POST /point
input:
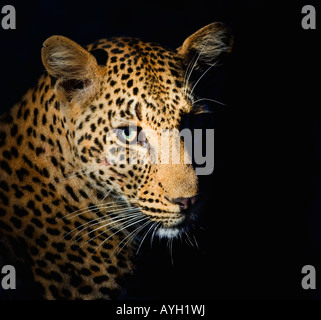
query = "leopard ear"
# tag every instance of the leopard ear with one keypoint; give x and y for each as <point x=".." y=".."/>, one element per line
<point x="74" y="68"/>
<point x="207" y="44"/>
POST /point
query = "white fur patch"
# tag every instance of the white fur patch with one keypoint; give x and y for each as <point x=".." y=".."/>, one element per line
<point x="168" y="233"/>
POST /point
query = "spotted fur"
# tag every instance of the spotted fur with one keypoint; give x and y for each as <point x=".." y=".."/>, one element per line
<point x="57" y="183"/>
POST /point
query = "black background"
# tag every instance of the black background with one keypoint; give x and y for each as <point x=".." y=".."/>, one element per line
<point x="262" y="217"/>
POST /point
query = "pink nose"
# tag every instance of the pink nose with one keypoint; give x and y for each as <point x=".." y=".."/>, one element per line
<point x="185" y="203"/>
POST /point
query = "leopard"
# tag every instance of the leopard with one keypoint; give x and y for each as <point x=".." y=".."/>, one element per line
<point x="79" y="176"/>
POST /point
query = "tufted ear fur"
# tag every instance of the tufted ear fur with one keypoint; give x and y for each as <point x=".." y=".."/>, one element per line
<point x="74" y="69"/>
<point x="206" y="45"/>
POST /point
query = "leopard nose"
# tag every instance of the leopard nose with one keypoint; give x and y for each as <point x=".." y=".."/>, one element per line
<point x="185" y="203"/>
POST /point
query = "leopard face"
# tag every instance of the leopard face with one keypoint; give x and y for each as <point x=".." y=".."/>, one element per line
<point x="93" y="155"/>
<point x="123" y="96"/>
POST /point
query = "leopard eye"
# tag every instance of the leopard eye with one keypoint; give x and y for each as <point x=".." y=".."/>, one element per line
<point x="128" y="134"/>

• [WHAT TO DO]:
Show every line of the data above that contains the word "nose", copying each line in full.

• [FINISHED EXERCISE]:
query = "pink nose"
# tag every instance of the pink nose with one keypoint; give x and y for each as <point x=".." y=".."/>, one element per line
query = "leopard nose"
# tag every instance of the leopard nose with one keypoint; give x and y for each as <point x=".." y=".."/>, one element per line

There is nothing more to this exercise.